[start of PROVIDED DATA]

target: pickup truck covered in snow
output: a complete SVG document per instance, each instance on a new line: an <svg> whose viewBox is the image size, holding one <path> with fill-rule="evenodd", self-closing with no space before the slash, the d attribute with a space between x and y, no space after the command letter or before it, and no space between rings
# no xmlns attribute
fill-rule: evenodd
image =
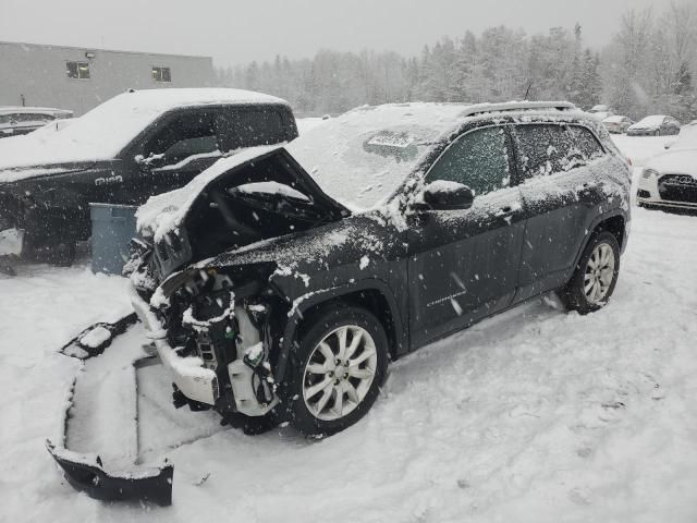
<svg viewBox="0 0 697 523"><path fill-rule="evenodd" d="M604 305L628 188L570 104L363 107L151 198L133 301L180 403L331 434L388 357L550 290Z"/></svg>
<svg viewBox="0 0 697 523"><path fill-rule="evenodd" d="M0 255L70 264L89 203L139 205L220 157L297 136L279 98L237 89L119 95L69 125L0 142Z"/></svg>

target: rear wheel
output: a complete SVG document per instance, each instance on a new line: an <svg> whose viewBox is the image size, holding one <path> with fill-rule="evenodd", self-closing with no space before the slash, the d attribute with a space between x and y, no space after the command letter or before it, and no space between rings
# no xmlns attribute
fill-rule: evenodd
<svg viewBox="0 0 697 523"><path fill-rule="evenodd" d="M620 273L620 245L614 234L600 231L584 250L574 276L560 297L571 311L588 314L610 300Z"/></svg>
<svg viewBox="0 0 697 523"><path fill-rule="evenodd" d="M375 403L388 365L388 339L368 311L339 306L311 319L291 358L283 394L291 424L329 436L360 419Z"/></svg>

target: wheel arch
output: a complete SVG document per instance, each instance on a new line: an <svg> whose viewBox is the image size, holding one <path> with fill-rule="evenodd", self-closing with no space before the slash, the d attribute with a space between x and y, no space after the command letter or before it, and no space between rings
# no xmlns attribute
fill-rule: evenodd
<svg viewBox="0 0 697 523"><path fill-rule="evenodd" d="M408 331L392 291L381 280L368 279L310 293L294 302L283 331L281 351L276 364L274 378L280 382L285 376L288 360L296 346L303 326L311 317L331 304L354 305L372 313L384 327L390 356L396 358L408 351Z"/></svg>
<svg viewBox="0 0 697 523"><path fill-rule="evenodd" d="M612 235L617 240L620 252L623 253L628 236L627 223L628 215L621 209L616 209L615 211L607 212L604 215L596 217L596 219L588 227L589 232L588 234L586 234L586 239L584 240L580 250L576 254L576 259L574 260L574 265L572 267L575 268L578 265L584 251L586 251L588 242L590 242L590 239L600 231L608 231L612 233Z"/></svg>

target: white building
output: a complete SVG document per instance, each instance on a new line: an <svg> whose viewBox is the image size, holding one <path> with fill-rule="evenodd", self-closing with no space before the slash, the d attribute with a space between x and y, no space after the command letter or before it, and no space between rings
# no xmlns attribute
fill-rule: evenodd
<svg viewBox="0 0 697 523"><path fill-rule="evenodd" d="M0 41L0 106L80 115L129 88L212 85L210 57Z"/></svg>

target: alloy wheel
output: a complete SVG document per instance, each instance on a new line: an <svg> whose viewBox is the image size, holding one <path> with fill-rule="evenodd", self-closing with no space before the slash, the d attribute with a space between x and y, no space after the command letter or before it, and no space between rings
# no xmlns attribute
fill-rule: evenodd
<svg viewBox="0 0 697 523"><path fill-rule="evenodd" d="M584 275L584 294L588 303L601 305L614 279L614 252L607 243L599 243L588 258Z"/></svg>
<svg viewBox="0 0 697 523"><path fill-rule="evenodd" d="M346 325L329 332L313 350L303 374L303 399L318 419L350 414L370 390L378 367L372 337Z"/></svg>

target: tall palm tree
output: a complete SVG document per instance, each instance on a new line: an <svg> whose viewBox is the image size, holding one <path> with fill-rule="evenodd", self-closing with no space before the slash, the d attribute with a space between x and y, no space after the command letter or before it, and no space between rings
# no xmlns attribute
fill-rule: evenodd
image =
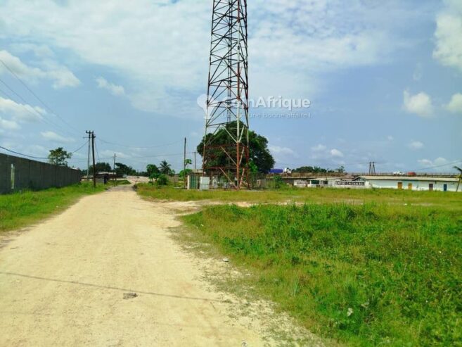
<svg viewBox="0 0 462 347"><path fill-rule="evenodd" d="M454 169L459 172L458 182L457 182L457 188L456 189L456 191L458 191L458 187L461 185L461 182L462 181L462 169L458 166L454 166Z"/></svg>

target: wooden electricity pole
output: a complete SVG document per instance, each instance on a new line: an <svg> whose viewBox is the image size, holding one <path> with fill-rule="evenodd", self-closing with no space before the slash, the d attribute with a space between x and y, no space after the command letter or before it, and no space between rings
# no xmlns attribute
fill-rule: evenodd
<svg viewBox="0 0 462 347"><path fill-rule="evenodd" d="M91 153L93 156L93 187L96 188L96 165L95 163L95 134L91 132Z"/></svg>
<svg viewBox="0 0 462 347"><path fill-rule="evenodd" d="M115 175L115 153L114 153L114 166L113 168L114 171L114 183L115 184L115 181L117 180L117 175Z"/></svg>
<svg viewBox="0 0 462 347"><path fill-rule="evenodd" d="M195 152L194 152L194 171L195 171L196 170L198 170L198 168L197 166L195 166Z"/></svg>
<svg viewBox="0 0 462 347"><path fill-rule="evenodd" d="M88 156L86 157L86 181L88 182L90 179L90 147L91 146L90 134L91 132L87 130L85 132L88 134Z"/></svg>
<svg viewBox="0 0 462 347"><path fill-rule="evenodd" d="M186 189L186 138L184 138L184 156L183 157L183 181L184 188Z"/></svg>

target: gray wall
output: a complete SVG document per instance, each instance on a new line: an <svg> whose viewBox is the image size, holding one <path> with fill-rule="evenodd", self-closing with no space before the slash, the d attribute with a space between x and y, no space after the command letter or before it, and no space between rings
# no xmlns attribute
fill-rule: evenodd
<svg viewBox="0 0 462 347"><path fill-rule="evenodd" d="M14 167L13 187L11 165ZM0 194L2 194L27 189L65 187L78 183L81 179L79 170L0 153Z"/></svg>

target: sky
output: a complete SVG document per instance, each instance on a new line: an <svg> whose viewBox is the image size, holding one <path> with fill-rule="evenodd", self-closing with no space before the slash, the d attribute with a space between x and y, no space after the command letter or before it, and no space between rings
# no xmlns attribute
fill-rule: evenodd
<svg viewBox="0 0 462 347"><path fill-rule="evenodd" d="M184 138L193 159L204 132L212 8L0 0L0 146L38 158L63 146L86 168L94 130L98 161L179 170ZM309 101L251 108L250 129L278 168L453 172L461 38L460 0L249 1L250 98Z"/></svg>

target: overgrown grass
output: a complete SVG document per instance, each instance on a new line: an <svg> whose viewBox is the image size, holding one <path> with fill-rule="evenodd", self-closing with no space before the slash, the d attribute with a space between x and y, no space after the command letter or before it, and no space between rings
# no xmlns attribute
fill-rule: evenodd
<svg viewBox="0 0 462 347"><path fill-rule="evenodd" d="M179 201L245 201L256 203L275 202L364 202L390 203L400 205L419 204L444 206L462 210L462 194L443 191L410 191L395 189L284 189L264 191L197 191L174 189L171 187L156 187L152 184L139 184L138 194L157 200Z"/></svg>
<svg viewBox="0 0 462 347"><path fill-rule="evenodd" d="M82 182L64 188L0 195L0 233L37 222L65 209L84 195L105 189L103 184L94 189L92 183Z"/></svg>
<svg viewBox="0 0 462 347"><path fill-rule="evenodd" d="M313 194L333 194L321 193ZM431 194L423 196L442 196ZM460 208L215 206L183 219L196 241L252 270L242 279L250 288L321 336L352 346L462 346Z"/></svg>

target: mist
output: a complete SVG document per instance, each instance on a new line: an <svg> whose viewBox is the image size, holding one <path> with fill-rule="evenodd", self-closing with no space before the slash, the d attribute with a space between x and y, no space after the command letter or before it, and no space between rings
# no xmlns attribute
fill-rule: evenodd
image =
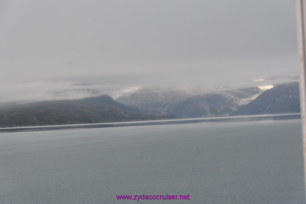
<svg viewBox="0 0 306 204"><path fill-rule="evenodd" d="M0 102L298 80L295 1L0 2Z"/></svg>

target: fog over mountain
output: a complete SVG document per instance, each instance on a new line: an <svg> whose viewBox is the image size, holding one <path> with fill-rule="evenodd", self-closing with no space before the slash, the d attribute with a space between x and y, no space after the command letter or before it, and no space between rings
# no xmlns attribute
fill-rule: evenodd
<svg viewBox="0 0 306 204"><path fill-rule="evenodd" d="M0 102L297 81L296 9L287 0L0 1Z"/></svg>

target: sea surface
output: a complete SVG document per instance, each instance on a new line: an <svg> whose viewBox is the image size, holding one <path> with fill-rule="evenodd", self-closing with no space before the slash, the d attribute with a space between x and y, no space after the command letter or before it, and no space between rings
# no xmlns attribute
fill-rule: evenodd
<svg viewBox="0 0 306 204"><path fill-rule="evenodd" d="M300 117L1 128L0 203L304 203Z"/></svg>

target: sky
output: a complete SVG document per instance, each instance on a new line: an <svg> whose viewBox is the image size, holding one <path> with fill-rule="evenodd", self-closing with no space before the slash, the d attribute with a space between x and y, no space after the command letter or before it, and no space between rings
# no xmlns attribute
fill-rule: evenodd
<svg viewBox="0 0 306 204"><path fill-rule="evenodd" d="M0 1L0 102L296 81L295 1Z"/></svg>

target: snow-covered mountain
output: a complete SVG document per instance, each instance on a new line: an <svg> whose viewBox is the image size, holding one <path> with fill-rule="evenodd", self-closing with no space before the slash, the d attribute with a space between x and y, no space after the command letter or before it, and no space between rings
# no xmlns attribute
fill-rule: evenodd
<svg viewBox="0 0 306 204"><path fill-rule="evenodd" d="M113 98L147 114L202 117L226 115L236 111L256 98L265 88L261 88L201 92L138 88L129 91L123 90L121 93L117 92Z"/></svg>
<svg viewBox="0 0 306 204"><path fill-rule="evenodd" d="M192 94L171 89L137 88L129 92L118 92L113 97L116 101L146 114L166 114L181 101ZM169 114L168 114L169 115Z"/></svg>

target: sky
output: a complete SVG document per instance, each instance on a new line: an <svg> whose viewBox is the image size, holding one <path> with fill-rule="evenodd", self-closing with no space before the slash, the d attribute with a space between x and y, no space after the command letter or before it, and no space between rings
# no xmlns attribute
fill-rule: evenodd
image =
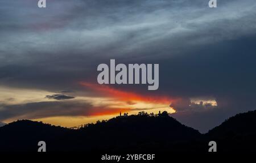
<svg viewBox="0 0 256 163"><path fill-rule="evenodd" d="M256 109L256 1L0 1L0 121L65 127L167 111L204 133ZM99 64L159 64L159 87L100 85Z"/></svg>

[end of PROVIDED DATA]
[start of PROVIDED DATA]

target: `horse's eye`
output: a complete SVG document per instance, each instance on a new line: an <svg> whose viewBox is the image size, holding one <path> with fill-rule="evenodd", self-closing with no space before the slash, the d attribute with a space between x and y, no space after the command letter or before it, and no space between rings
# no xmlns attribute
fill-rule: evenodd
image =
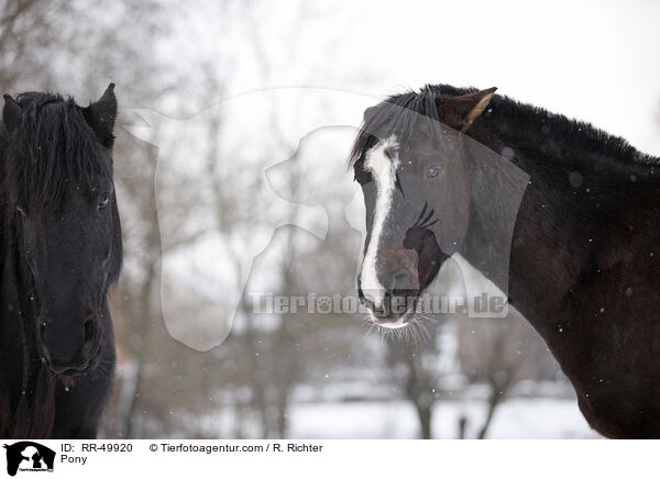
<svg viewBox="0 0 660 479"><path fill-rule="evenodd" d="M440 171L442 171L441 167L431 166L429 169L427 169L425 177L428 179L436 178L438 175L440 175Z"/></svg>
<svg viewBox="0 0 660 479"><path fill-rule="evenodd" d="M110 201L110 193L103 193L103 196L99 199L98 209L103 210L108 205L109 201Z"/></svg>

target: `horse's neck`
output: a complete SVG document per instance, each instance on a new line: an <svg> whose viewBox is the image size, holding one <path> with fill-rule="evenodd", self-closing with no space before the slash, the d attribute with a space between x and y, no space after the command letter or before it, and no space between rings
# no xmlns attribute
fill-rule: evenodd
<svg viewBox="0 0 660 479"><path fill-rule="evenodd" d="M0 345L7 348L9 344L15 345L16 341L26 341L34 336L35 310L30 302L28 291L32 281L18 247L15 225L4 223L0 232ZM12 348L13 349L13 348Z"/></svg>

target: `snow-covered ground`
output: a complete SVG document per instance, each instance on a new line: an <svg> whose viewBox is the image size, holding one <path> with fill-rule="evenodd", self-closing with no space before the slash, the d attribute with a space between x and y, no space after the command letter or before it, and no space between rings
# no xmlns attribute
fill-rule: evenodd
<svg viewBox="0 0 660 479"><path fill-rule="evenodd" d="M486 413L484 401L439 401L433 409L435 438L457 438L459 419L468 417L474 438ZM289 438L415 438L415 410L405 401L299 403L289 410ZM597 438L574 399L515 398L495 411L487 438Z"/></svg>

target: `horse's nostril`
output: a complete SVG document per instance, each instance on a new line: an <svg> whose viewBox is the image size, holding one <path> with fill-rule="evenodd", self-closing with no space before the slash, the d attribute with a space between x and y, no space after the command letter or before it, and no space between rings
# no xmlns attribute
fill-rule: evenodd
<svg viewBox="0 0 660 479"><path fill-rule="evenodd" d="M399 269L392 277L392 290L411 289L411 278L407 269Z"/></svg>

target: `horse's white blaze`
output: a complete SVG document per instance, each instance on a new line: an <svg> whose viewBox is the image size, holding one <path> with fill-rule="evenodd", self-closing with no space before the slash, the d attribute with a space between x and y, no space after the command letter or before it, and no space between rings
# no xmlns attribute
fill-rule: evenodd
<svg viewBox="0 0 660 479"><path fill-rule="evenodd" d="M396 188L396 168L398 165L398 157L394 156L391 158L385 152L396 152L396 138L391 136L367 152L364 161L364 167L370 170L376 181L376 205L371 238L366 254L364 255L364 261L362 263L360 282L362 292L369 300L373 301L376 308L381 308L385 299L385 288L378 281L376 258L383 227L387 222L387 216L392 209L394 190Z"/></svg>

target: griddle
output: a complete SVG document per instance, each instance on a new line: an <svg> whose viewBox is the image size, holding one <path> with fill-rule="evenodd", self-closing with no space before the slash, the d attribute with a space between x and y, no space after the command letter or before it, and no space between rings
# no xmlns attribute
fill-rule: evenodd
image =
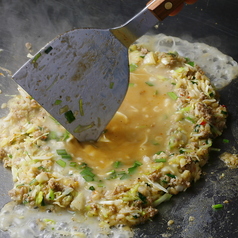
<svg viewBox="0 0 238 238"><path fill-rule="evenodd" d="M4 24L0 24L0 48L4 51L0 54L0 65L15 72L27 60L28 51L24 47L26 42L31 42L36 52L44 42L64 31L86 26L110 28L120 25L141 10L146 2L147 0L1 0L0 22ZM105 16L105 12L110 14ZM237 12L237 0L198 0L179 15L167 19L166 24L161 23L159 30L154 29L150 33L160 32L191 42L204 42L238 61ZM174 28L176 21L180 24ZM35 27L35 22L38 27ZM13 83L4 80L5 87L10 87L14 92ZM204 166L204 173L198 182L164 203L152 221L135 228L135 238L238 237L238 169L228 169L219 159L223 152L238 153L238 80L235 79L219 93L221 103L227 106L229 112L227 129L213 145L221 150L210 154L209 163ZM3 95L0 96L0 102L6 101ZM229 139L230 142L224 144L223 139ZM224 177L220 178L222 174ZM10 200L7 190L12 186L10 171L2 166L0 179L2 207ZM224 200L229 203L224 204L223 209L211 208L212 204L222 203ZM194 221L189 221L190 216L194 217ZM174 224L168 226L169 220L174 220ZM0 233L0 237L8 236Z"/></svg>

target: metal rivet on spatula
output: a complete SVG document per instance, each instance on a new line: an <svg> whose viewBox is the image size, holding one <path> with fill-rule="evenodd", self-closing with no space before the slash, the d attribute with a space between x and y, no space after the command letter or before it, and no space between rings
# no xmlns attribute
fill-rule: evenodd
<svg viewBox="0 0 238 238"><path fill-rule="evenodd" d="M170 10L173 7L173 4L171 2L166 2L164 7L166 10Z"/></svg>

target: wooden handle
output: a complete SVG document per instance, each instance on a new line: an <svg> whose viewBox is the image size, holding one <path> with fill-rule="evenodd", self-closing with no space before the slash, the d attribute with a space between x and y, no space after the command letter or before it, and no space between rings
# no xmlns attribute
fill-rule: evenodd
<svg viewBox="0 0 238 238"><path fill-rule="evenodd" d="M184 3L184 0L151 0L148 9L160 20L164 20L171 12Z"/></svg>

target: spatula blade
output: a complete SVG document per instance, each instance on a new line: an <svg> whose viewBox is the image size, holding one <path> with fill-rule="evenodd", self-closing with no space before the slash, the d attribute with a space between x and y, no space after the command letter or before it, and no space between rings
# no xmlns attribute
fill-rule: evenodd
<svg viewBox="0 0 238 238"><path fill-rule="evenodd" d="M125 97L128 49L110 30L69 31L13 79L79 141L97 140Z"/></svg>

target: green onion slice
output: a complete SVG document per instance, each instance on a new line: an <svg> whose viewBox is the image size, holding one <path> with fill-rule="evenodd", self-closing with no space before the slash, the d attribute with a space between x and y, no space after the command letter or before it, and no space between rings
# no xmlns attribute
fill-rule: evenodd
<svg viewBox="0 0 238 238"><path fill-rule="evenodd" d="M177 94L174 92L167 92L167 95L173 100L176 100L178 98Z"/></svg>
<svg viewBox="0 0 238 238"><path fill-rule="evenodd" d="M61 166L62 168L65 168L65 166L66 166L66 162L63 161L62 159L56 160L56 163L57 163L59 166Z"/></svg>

[end of PROVIDED DATA]

Copy the material verbatim from the line with "target: white building" up to and including the line with "325L329 332L313 350L303".

#### [THE OUTPUT]
target: white building
output: a complete SVG document per instance, each instance on a new line: an <svg> whose viewBox is the image size, holding one <path> with fill-rule="evenodd", self-closing with no space before the slash, the d attribute with a space between x and y, no space after the command letter or before it, and no space between rings
# no xmlns attribute
fill-rule: evenodd
<svg viewBox="0 0 697 523"><path fill-rule="evenodd" d="M0 41L0 106L80 115L129 88L212 85L210 57Z"/></svg>

target: alloy wheel
output: a complete SVG document per instance, each instance on a new line: an <svg> whose viewBox is the image size, holding one <path> with fill-rule="evenodd", self-closing with no space before the slash, the d attribute with a space between x and y, no space after the command letter or before it, and no space between rings
# no xmlns attribute
fill-rule: evenodd
<svg viewBox="0 0 697 523"><path fill-rule="evenodd" d="M584 275L584 294L588 303L601 305L614 279L614 252L607 243L599 243L588 258Z"/></svg>
<svg viewBox="0 0 697 523"><path fill-rule="evenodd" d="M346 325L329 332L313 350L303 374L303 399L318 419L350 414L370 390L378 367L372 337Z"/></svg>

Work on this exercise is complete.